■ **DATA UNDER STUDY**:
◆ ◆ ◆ ◆ ◆

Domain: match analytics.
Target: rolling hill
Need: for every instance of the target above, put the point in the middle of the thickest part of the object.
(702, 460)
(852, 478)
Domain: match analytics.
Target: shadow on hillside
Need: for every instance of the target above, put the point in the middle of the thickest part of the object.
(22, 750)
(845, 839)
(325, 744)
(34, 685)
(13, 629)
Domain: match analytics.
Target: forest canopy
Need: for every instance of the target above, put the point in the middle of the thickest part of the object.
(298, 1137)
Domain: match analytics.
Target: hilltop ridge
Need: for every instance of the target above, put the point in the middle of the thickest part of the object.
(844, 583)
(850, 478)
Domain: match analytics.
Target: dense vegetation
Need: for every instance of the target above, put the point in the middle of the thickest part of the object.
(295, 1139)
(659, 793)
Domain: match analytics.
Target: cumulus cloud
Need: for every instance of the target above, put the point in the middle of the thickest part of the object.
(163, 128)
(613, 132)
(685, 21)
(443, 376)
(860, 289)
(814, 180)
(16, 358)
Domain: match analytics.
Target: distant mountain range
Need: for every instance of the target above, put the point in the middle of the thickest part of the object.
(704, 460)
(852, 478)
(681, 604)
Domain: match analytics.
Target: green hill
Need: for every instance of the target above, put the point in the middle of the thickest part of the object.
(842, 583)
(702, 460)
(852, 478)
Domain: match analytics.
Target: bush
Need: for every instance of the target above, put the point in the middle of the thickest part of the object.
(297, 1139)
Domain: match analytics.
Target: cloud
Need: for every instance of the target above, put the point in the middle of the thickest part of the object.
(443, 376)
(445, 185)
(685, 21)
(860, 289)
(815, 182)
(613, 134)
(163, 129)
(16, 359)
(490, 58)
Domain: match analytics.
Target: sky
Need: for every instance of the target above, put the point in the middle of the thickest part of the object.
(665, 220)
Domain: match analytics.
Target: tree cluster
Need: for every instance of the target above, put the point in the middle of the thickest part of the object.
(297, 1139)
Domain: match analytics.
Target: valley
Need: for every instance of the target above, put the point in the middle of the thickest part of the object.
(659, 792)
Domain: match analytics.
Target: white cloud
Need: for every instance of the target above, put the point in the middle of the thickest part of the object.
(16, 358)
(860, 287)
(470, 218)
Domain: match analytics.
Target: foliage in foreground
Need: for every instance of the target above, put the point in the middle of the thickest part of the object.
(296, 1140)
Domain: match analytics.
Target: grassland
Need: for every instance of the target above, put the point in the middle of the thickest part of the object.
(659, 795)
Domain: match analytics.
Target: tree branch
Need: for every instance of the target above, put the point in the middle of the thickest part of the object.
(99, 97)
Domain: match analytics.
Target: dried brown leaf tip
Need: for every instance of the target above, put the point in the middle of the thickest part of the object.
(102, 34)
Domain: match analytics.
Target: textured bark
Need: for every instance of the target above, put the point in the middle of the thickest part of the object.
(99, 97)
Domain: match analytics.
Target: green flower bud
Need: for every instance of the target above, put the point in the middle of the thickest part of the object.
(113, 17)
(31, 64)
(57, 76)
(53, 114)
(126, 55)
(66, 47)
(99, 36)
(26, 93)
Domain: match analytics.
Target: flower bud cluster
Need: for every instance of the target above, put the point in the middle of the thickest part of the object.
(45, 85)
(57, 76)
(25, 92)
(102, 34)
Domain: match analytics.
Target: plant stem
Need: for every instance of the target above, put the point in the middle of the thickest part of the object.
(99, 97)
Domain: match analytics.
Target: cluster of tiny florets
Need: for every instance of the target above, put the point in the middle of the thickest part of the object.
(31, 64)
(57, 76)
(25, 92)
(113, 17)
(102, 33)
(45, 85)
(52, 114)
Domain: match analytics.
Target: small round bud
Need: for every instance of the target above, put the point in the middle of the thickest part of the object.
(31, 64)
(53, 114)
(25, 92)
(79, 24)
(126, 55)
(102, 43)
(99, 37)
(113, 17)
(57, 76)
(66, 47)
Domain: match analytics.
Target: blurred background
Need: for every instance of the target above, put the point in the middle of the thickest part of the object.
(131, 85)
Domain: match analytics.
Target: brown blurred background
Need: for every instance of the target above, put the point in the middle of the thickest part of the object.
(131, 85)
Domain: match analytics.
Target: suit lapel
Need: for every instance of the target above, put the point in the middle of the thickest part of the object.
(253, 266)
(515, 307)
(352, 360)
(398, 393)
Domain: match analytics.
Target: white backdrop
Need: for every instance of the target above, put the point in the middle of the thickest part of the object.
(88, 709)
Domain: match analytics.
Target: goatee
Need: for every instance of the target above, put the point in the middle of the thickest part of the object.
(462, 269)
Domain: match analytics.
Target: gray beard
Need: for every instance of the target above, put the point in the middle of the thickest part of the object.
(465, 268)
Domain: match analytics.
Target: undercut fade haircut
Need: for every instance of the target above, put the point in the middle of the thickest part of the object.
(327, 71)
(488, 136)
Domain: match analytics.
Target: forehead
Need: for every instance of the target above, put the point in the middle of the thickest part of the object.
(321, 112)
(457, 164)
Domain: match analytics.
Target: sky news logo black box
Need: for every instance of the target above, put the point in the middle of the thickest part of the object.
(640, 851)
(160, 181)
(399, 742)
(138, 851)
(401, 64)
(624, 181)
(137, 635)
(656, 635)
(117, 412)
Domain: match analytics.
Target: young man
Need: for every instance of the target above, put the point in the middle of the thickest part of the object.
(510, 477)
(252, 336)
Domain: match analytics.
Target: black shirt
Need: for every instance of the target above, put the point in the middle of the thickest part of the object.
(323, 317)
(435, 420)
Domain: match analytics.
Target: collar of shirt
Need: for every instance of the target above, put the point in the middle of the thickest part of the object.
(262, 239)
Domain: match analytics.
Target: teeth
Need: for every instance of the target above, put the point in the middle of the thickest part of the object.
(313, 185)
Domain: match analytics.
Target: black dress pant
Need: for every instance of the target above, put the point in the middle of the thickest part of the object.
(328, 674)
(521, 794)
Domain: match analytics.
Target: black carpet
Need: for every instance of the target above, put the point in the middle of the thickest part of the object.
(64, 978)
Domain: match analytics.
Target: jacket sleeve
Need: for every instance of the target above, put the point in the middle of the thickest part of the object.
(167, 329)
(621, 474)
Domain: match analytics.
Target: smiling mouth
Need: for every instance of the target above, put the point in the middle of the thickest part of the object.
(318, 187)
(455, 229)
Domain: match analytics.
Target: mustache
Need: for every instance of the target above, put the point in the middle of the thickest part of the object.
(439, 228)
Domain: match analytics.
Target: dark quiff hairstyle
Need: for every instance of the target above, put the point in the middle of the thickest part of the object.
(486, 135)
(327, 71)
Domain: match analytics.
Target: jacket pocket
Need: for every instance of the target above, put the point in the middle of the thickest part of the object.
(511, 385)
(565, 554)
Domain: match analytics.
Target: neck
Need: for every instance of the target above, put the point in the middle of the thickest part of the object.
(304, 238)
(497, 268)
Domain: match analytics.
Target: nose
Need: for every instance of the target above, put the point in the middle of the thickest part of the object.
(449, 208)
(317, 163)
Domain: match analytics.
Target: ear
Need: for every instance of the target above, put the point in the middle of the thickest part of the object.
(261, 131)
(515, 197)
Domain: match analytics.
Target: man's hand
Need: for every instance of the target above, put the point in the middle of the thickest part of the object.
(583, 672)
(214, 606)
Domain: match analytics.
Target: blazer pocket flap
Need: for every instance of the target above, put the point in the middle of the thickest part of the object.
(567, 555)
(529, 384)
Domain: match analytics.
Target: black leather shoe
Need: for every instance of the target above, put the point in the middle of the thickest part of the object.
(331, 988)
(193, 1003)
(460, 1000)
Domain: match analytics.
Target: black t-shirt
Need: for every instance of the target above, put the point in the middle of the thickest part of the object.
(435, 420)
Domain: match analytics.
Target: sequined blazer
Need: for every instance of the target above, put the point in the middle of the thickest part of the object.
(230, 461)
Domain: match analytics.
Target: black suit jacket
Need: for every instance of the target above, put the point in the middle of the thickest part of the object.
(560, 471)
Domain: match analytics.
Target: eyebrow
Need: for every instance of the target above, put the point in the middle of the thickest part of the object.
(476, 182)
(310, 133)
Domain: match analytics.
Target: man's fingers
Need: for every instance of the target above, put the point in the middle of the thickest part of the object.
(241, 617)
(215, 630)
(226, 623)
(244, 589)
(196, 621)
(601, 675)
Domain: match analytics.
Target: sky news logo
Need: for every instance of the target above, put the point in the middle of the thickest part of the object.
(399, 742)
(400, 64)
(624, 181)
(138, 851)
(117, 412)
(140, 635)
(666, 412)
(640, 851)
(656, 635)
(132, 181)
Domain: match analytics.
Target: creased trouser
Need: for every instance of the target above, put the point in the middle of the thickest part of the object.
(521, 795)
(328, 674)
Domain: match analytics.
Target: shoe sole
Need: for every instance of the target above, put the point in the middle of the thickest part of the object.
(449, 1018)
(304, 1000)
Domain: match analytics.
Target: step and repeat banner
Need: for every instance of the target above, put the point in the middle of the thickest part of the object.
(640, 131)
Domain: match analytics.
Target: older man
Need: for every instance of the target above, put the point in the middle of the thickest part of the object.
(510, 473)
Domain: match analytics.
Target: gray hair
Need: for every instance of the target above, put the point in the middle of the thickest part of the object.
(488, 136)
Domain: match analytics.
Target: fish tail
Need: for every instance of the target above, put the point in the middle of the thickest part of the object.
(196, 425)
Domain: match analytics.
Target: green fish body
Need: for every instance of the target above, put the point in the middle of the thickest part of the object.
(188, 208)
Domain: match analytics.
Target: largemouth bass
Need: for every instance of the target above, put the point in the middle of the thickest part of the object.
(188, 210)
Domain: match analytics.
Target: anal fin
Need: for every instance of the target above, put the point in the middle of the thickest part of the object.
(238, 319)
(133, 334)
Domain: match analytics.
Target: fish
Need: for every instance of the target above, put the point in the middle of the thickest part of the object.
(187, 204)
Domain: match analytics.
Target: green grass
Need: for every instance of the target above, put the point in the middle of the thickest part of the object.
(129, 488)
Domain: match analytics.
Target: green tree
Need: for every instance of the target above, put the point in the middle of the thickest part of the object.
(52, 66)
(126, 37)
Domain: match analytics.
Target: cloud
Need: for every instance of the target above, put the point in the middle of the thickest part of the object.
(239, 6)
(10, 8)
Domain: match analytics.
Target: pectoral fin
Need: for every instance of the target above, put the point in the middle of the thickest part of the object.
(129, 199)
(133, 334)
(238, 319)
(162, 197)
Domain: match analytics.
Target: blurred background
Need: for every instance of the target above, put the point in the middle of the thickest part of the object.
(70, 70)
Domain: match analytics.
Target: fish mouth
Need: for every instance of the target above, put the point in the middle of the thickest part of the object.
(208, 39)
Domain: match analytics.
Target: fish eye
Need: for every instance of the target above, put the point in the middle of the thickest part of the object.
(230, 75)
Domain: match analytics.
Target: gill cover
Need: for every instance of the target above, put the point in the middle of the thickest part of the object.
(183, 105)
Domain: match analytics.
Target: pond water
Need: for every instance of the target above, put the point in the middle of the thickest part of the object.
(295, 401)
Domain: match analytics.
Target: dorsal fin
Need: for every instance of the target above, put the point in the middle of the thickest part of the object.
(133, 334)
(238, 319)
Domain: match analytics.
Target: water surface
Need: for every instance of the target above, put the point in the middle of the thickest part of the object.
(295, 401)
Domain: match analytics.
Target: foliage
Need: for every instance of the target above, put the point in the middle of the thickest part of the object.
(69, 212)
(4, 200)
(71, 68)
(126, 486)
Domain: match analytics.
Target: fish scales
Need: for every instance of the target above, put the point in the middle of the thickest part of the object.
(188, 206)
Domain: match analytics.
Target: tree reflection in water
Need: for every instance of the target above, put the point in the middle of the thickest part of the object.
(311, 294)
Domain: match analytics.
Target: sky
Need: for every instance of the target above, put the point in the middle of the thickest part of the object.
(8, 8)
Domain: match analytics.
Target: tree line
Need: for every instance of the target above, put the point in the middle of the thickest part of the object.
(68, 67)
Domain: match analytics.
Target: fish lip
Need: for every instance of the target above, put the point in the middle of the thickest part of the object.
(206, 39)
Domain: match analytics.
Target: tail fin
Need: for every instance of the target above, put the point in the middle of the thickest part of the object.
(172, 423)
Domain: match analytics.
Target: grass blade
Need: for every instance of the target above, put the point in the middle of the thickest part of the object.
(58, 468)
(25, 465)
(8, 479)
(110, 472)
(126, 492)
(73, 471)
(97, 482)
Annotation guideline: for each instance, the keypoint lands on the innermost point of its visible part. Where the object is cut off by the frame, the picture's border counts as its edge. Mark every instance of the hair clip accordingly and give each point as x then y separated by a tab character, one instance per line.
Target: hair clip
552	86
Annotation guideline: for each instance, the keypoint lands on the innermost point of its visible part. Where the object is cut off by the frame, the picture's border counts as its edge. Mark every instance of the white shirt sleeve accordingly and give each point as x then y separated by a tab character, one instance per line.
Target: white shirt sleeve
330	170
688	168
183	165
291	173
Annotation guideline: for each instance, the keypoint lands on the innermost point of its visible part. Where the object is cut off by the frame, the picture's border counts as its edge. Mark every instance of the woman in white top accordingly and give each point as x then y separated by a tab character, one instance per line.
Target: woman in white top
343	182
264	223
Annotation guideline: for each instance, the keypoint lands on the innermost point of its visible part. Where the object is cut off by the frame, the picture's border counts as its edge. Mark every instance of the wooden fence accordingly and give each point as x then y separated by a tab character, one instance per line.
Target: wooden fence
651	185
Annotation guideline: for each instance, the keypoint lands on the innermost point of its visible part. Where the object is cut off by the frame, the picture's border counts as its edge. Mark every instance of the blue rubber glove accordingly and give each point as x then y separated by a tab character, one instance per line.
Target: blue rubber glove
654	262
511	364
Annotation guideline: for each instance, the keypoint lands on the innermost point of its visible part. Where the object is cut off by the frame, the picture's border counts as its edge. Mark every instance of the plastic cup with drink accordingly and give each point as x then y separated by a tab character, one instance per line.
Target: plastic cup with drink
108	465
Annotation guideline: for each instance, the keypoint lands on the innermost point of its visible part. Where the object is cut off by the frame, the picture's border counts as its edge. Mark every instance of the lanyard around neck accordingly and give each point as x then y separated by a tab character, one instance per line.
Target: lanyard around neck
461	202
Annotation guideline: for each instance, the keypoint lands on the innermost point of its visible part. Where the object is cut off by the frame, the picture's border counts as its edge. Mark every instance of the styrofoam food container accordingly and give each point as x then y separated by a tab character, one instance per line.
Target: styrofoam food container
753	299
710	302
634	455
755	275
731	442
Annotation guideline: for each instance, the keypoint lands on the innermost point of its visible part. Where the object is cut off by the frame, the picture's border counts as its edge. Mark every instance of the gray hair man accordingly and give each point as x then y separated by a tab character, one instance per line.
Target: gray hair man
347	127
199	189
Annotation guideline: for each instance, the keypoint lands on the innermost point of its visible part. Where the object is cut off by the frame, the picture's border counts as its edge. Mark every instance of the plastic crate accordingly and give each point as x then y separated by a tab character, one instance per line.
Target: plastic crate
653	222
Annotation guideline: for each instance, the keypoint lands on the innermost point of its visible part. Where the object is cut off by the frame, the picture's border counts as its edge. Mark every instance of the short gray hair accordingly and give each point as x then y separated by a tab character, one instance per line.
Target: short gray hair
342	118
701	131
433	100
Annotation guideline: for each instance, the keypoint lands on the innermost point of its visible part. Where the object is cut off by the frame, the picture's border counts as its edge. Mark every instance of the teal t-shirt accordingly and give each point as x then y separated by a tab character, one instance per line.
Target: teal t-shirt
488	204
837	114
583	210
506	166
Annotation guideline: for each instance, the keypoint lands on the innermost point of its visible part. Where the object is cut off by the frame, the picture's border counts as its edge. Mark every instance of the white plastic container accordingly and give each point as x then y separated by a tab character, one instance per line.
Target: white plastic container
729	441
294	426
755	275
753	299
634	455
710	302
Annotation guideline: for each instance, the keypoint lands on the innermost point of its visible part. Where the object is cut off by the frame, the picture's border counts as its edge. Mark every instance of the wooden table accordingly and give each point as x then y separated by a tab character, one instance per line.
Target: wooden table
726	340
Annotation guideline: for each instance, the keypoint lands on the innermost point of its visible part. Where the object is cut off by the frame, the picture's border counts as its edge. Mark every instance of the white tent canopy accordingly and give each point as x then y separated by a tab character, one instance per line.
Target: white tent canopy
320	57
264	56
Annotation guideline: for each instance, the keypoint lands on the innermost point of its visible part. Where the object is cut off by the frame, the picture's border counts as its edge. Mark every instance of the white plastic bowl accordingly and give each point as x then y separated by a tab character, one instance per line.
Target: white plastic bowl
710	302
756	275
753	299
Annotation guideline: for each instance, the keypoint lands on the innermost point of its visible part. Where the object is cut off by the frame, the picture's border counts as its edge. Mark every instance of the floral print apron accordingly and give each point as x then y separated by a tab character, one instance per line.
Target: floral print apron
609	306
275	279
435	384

◆ ◆ ◆ ◆ ◆

■ **WORK INSTRUCTION**: Give again exactly, and only, the lines above starting at the one with "Target: man's fingers" and ending at the one with "Target: creased trouser".

■ **RESPONSE**:
Target: man's fingers
Need: for every instance of the target above, put the point in the middle of the thickest part of the object.
(241, 617)
(215, 630)
(226, 623)
(244, 589)
(196, 621)
(601, 675)
Domain: match analytics.
Target: sky news logo
Need: for every instance of the target above, put the point in the middle of the thickest part of the object.
(399, 742)
(400, 64)
(624, 181)
(138, 851)
(117, 412)
(140, 635)
(666, 412)
(640, 851)
(656, 635)
(132, 181)
Domain: match analytics.
Target: creased trouser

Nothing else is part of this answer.